→ **Aim of the exercise**: Copy out the items below, putting "Mark" in place of every occurrence of "Indicate" and changing nothing else.
____ Available data
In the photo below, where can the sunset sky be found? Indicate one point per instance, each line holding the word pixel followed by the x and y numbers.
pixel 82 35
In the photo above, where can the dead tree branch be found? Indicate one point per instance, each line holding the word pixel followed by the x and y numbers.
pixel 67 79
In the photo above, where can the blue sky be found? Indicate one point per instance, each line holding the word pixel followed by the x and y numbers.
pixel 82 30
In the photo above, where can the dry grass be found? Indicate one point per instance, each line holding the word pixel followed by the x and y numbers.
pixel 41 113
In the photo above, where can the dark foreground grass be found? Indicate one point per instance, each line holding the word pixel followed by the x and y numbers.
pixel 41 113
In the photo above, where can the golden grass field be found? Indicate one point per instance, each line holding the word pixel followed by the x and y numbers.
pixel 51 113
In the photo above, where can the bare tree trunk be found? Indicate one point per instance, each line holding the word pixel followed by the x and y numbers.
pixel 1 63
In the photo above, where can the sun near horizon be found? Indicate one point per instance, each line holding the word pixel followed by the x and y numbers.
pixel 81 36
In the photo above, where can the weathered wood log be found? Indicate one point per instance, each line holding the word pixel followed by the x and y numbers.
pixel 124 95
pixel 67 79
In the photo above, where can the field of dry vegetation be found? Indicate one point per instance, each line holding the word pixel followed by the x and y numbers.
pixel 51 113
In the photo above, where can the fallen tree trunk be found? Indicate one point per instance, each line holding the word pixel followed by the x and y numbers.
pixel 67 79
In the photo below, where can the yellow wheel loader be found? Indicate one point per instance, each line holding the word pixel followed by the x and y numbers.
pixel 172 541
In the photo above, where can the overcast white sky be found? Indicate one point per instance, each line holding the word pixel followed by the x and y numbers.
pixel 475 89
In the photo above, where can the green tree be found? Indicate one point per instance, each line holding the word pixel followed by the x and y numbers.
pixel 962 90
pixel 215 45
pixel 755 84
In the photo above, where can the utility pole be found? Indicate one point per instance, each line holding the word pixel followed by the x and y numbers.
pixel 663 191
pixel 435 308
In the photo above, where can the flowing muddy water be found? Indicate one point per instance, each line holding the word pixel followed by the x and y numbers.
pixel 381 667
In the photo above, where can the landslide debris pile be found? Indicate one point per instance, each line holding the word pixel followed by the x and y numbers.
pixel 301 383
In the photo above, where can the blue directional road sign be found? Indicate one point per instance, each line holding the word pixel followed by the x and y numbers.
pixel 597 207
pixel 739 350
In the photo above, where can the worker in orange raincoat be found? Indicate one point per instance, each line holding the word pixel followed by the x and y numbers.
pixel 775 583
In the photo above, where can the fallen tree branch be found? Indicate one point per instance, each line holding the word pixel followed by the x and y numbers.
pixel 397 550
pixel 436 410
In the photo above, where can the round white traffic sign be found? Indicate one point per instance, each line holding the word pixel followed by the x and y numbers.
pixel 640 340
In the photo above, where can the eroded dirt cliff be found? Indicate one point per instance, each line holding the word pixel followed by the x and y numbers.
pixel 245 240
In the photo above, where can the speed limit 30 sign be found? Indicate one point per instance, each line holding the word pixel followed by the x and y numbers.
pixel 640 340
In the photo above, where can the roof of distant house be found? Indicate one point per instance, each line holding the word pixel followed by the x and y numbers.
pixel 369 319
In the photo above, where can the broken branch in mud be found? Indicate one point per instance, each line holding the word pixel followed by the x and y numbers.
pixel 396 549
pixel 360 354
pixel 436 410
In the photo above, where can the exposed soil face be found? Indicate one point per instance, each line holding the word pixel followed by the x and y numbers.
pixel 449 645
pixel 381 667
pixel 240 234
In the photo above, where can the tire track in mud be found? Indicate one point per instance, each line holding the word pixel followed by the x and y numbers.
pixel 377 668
________
→ **Exercise answer**:
In the photo below, where can the sunset sky be found? Mark one point per instance, each line holding the word pixel followed by the x and y numbers.
pixel 82 35
In the photo above, where can the dead tree branch be found? Mark one point per instance, each line holding the word pixel followed by the x and y numbers.
pixel 67 79
In the photo above, where can the blue sky be found? Mark one point per instance, each line holding the word pixel followed by the x and y numbers.
pixel 82 30
In the photo above, where can the dry grass be found? Mark one point per instance, each line holding the word pixel followed by the x and y numbers.
pixel 41 113
In the photo above, where can the dark foreground grass be found? Mark one point per instance, each line holding the word pixel followed by the x and y numbers.
pixel 41 113
In the photo above, where can the golden grass field be found? Mark one point per instance, each line holding the word pixel followed by the x and y numbers.
pixel 51 113
In the photo above, where can the bare tree trunk be found? Mark one point per instance, each line holding the word pixel followed by the x and y numbers.
pixel 1 63
In the photo above, where can the sun near horizon be found? Mark one point per instance, each line holding the word pixel followed by the x and y numbers.
pixel 81 36
In the photo above, where can the weathered wood log be found? Mark one point per instance, each line holding the word pixel followed by the x and y numbers.
pixel 124 95
pixel 67 79
In the photo above, where can the field of dry vegetation be found? Mark one point per instance, each line holding the word pixel followed by the x and y numbers.
pixel 51 113
In the photo above, where can the fallen tree trunk be found? Mark one point per instance, each line holding the word pixel followed by the x and y numbers.
pixel 67 79
In the photo below, where can the yellow wheel loader be found? Mark one point per instance, each line holding the word pixel followed by the x and y numbers.
pixel 172 541
In the photo above, where can the overcast white sky be found? Mark one point per instance, each line holding the word pixel followed by the x and y numbers.
pixel 475 89
In the photo above, where can the green tree be found? Mark one point per instance, each line holding the word pixel followed by the x and y numbers.
pixel 962 90
pixel 215 45
pixel 755 84
In the photo above, where can the utility pole be found? Mark one point per instance, each line holding the word pixel followed by the x and y numbers.
pixel 663 191
pixel 435 308
In the photo above, where can the flowing muddy water be found? Mark one point per instance, each line holding the word pixel followed by the x and y numbers.
pixel 381 667
In the photo above, where can the landslide debris pile be found? Mark one point per instance, each line holding the word pixel followed by the x and y numbers.
pixel 301 383
In the photo above, where can the blue directional road sign be found? Mark one point per instance, each line holding the word pixel followed by the x and y numbers.
pixel 597 207
pixel 739 350
In the photo above, where can the worker in orange raincoat be found? Mark one point per instance, each line holding the word pixel followed by the x and y numbers.
pixel 775 583
In the photo above, where can the fallen tree branch be found? Mark one point per instance, each line holding the word pixel followed by the x and y numbers.
pixel 397 550
pixel 436 410
In the photo above, where can the round white traffic sign be found? Mark one point per instance, each line holding the word pixel followed by the x and y numbers.
pixel 640 340
In the photo above, where can the eroded dirt cliff be found? Mark one point per instance, each line holding the word pixel followed by the x and y numbers.
pixel 245 240
In the photo above, where can the speed limit 30 sign be found? Mark one point per instance, each line holding the word pixel followed by the x and y numbers.
pixel 640 340
In the photo above, where can the roof of distant house be found? Mark one point per instance, each line holding the word pixel followed by the x and y numbers.
pixel 369 319
In the photo above, where can the broken branch in mud be found? Mark one point per instance, each line holding the word pixel followed by the x and y numbers.
pixel 396 549
pixel 360 354
pixel 436 410
In the photo above, where can the exposed soil face be found? Mark one point per instance, each line holding the word pixel followed by the x and y numbers.
pixel 449 645
pixel 381 667
pixel 240 234
In the photo above, where can the tire track in mud be found? Mark one point per instance, each line holding the word pixel followed by the x and y numbers.
pixel 377 668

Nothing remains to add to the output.